**RECORDS:**

-- -- --

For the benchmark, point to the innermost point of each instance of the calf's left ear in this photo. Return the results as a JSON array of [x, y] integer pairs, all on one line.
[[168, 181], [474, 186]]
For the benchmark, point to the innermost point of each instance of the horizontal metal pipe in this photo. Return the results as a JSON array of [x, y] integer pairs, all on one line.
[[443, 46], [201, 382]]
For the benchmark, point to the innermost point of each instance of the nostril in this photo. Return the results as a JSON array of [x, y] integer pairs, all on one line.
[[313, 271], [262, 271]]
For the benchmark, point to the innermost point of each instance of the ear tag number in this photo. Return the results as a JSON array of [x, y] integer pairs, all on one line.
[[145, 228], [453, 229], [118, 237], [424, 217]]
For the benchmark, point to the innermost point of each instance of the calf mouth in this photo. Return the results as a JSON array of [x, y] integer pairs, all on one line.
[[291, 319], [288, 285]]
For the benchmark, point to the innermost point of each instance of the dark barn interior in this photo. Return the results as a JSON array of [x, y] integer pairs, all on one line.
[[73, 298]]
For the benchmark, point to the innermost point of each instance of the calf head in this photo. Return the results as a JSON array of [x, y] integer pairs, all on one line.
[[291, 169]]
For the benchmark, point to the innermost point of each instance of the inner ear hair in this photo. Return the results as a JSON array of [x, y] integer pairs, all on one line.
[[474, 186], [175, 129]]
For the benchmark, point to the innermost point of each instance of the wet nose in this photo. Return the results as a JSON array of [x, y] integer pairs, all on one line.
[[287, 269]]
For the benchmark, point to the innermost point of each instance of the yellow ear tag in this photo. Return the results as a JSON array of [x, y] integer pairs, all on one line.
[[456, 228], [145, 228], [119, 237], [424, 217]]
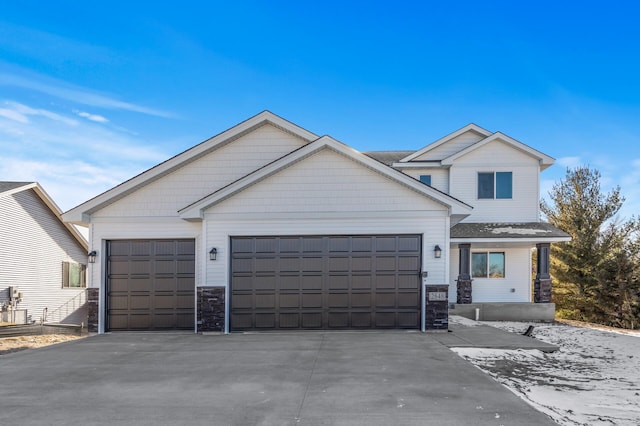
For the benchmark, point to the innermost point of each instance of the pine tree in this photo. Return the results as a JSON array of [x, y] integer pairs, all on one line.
[[580, 208]]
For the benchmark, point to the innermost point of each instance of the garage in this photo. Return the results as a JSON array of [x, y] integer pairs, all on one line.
[[325, 282], [150, 284]]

-- -- --

Could you copy all of the items above line for line, exactly as they stand, leaving out the picture?

**OUTPUT FOR THIS EXERCISE:**
For the benchmark, point to the innermost point of each instance of the calf's left ear in this photo. Return the results as a JSON array of [x, y] integer pairs, all on one line.
[[168, 181], [474, 186]]
For the benchmark, point to the innermost point of each instance of the horizontal metal pipe in this photo. Return the results as a JSON array of [x, y] integer pairs, all on one line.
[[443, 46], [201, 382]]
For the benchmark, point to the innermost point of each instance of the nostril in this photo. Return the results as a JSON array of [x, y] integer pairs, all on one line.
[[313, 271], [262, 271]]
For the benchmark, point to the innermost point of each instance of the ear tag number in this photo. Return the results as a JSON array of [x, y] integer pairs, all on one line.
[[145, 228], [453, 229], [118, 237], [424, 217]]
For the benchmark, point to the innermost point of each instance of the calf mouth in this photo. Return the results as a JSON array of [x, y] integer pairs, all on one line.
[[291, 319], [288, 285]]
For the benchmark, point to the innermost point of each instance of the dark barn interior in this photo. Return the results as a JSON array of [x, y] integer pairs, all on one line.
[[73, 298]]
For the benchmark, point to the innermost point of each instance of the calf head in this photo. Return the results as a JSON array of [x, y] integer pairs, all on one line.
[[291, 169]]
For the benchmark, point to the innermost point of each instance of the inner ear hair in this photo. Return the results as a JSON array of [x, y] integer pairs, all on one line.
[[474, 186], [175, 129]]
For the benchmark, point to the innermost point of each instance of the wet nose in this photo. Return the results as a JSON array of [x, y] integer pairs, all on one line.
[[287, 269]]
For the benchmark, point to the innermost point of each instance of the yellow ear tag in this photo. Return the results as a JSON array of [x, y] integer pairs, all on one line.
[[456, 228], [145, 228], [119, 237], [424, 217]]
For the benchmark, point to the innermost point of each instance of the pine tree in this photo. Return the results as a JSON array of [x, y] integer pairs, all on one line.
[[580, 208]]
For the benchmark, point to the innermost point of each instance of the garage in this photo. Return the results as a JSON array of [x, y] integer pairs, all on one line.
[[325, 282], [150, 284]]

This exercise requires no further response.